▶ [SET EXERCISE A]: In the Ghidra walkthrough, what message does the function FUN_001014d4 print?

▶ [GIVEN TEXT]:
— START —
To make sense of these stack strings, you can update Ghidra’s stack frame description by changing the variable type from
_undefined_tochar[n], wherenis the length of the constructed string. For example, in this case, usingchar[38]for the string:
void FUN_001014d4(void)
{
// Define a character array to store the decoded stack string
char decodedString[38];
decodedString[0] = 'G';
decodedString[1] = 'o';
decodedString[2] = 'o';
decodedString[3] = 'd';
decodedString[4] = ' ';
decodedString[5] = 'j';
decodedString[6] = 'o';
decodedString[7] = 'b';
decodedString[8] = ' ';
...
// Print the decoded stack string
printf("%s", decodedString); // Good job on decrypting the password!
return;
}
This function reveals that the message "Good job on decrypting the password!" is displayed when the correct password is entered.
The function FUN_001014d4 constructs this success message on the stack and prints it to the user, confirming that the challenge revolves around finding and entering the correct password. By piecing together the dynamic string construction, Now we know that the challenge involves some kind of decryption or cipher mechanism. Means that the core of the challenge is centered around cracking or deciphering a specific key or password, which the challange expects as input. Given the way the program obfuscates its strings and logic,
Alright,
So let’s jump to it and see what’s goin on, From the first look, it seems that FUN_001013ba is performing a password or input check by comparing the input buffer at param_1 with a predefined string stored in local_31. It appears to use a loop to compare characters, and if there is a complete match, it returns 1 (success); otherwise, it returns 0 (failure).
The encrypted password is represented as Yep, 0xd1a0c0d1a091a0d
undefined FUN_001013ba(long param_1)
{
local_31 = 0xd1a0c0d1a091a0d;
local_29 = 0;
local_12 = 0x7f;
local_20 = strlen((char *)&local_31);
local_28 = (char *)malloc(local_20 + 1);
strcpy(local_28,(char *)&local_31);
FUN_0010135f(local_28,local_20,local_12);
local_11 = 1;
local_c = 0;
local_10 = 0;
while ((*(char *)(local_c + param_1) != '\0' && ((ulong)(long)local_10 < local_20))) {
if (*(char *)(local_c + param_1) == local_28[local_10]) {
local_10 = local_10 + 1;
}
else {
local_11 = 0;
local_10 = 0;
}
local_c = local_c + 1;
}
In simpler terms, the function appears to handle password checking or decryption. The flow leads to FUN_0010135f, where we can observe an XOR pattern:
void FUN_0010135f(long param_1,ulong param_2,byte param_3)
{
ulong local_8;
for (local_8 = 0; local_8 < param_2; local_8 = local_8 + 1) {
*(byte *)(local_8 + param_1) = *(byte *)(local_8 + param_1) ^ param_3;
}
return;
}
This function iterates over the length of the string and performs a bitwise XOR operation with a provided key.
The remaining task is to decrypt the password using the key provided by the author(Me) Here’s how the program operates within the challenge: it begins by handling user input, validating that input against a predefined reference string, and then displaying a congratulatory message upon a successful match. The program also performs an XOR operation to manipulate the password.
— END —
▶ [SET EXERCISE B]: Repeat the records word for word, from the line with "Question. For each instance of the sign" through the last line of the records.

▶ [PROVIDED INFORMATION]:
— START —
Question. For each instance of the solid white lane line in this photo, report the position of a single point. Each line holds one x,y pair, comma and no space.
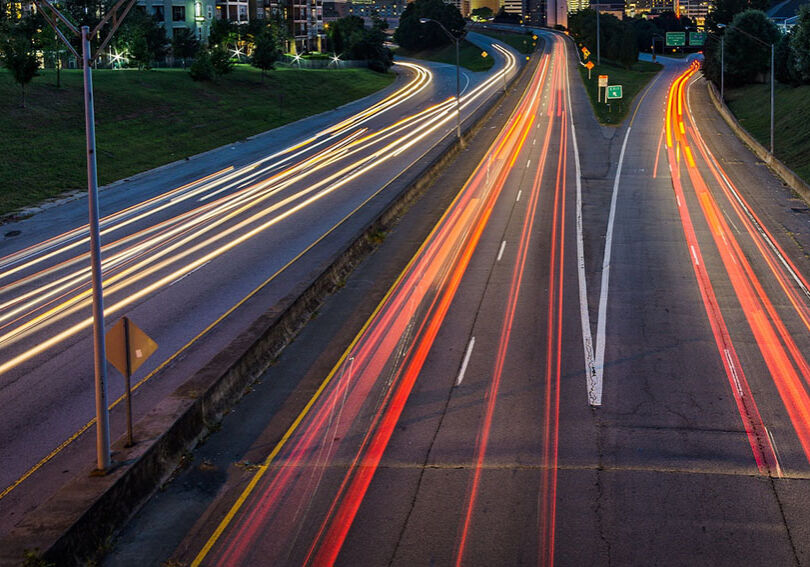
603,292
593,381
465,362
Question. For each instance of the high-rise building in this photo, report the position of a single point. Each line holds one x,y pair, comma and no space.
195,15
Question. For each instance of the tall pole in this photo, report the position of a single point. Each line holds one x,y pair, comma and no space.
102,413
722,67
598,37
458,94
772,87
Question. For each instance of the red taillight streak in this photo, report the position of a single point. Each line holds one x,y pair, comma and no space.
745,214
752,300
756,432
336,527
506,329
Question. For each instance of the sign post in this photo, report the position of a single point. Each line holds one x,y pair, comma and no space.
602,85
613,92
62,25
697,39
128,347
— END —
▶ [FINISHED ANSWER A]: Good job on decrypting the password!

▶ [FINISHED ANSWER B]:
Question. For each instance of the sign post in this photo, report the position of a single point. Each line holds one x,y pair, comma and no space.
602,85
613,92
62,25
697,39
128,347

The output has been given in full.